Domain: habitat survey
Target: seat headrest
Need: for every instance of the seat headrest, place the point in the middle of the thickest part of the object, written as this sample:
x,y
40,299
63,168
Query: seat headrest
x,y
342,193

■ Exercise prompt
Every line from the one with "Need: for every" to the end of the records above should be returned exactly, and no other lines.

■ Task solution
Need: for every instance of the seat headrest, place the point in the middle of the thickest part of the object, written as this sample:
x,y
40,299
63,168
Query: seat headrest
x,y
342,193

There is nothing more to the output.